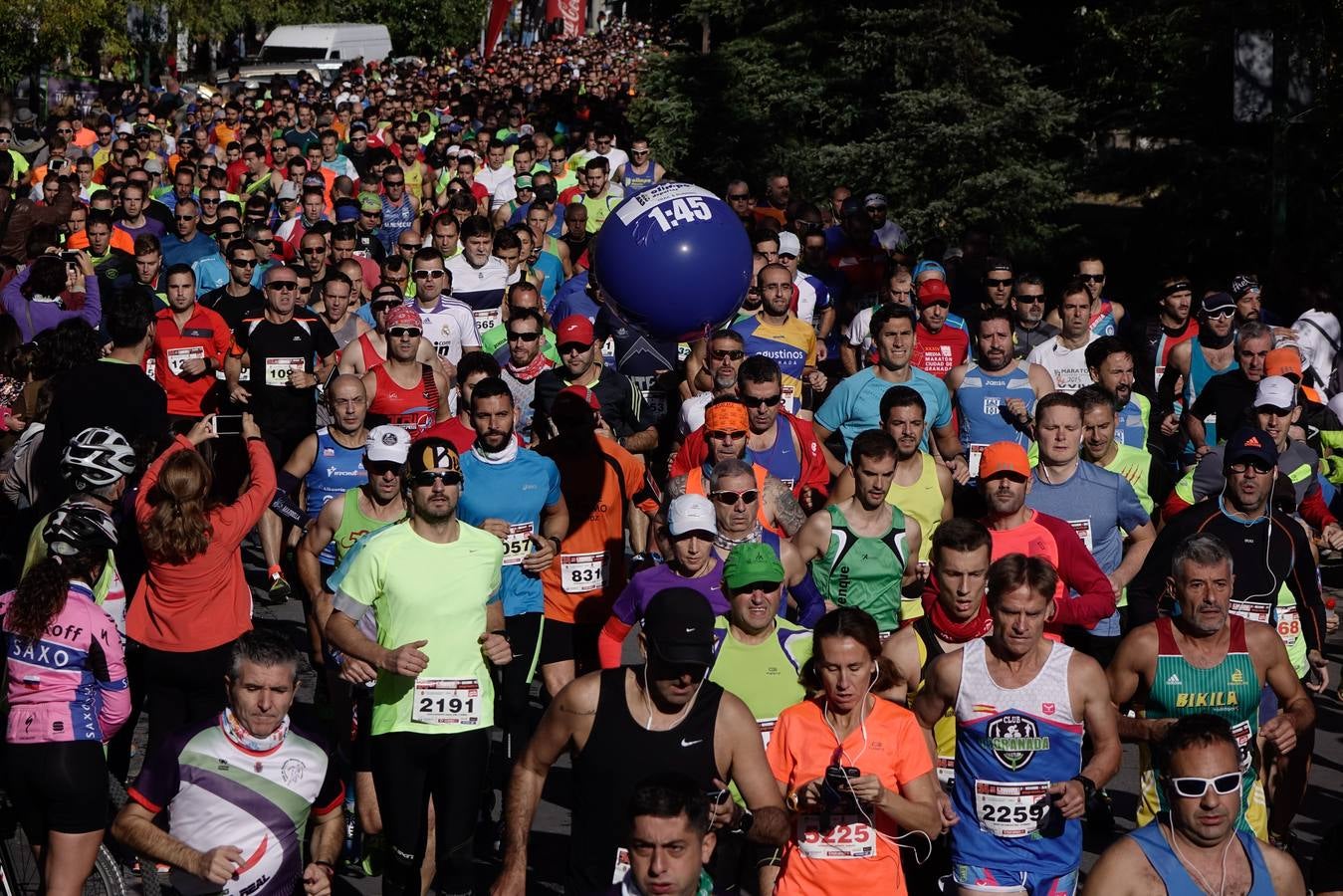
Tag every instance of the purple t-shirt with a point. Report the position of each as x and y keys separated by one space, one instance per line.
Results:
x=631 y=603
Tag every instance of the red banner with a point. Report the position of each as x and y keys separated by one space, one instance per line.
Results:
x=573 y=14
x=499 y=15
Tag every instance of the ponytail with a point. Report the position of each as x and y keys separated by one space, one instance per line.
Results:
x=42 y=592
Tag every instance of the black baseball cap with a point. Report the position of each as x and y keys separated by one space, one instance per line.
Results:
x=1250 y=443
x=678 y=626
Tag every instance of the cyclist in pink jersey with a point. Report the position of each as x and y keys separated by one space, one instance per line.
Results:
x=68 y=696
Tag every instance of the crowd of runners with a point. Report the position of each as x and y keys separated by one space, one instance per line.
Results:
x=862 y=591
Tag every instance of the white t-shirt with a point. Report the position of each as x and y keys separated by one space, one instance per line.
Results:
x=449 y=326
x=860 y=331
x=1066 y=365
x=500 y=183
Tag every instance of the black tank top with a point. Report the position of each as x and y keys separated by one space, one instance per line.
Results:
x=618 y=757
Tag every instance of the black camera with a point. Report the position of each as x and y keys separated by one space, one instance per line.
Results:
x=835 y=794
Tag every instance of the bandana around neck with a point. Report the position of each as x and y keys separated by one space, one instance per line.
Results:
x=235 y=731
x=954 y=631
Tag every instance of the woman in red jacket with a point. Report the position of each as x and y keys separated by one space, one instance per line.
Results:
x=193 y=599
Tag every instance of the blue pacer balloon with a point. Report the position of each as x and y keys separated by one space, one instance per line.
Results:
x=673 y=261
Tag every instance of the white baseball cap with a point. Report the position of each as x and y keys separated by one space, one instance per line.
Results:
x=1274 y=391
x=692 y=514
x=387 y=443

§ JOB
Swap each "Results" in the listing above for "Coordinates", change nothing else, and write the whole listing out again without the pictures.

§ EXERCISE RESULT
Tag every instance of the purple t-shirt with a point. Report the position of each as x and y keys separated by one space, one instance per line.
Coordinates:
x=631 y=603
Tag every instance of the red banner with a point. Report the position of each as x and y keys separated by one space, one instance per line.
Coordinates:
x=573 y=14
x=499 y=15
Tag every instance of the ponytail with a point. Report the position of each as x and y keys separated by one space, one instance per line.
Coordinates:
x=42 y=592
Tag every instance of the black baseball cap with a point. Report the position of each as x and y keys separated by one space, one instance per line.
Coordinates:
x=1250 y=443
x=678 y=626
Tag every instance of the cyclist in pink jersey with a point. Report the position of each as x and y keys separated by one space, one instance per line.
Coordinates:
x=68 y=696
Tag every instance of the crowd of runners with a point. Report the position of each as x and y keys separated by one space, one instance per line.
Coordinates:
x=862 y=591
Tag every instance of the white t-shirt with a point. Report the position of each as x and y keys separated by one space, one instance per line.
Coordinates:
x=449 y=326
x=860 y=331
x=1066 y=365
x=500 y=183
Tag every instance of the black tank top with a point. Report the position of each as x and y keys separated by one space, one instance per line.
Coordinates:
x=618 y=757
Tag every instance of the black camera with a point. Report the position of each as x and y keys separated by one space, one instance per line.
Coordinates:
x=835 y=794
Tag every instance of the bandana around neck with a point. Report the position of each as x and y keys separated by one space, one instance per line.
Coordinates:
x=235 y=731
x=954 y=631
Tag every instance of the woman in red jacket with a point. Report the position of each as x and y keys separated by one space, one instance per line.
Coordinates:
x=193 y=599
Tag every instance of the blue pacer balloon with a point. Report the position of each as x and y keys separated by one space, one instance per line.
Coordinates:
x=673 y=261
Tag every instance of the white baseball cap with a point. Report the position of each as x and y keys separated by one space, one instance per line.
Coordinates:
x=1274 y=391
x=692 y=514
x=387 y=443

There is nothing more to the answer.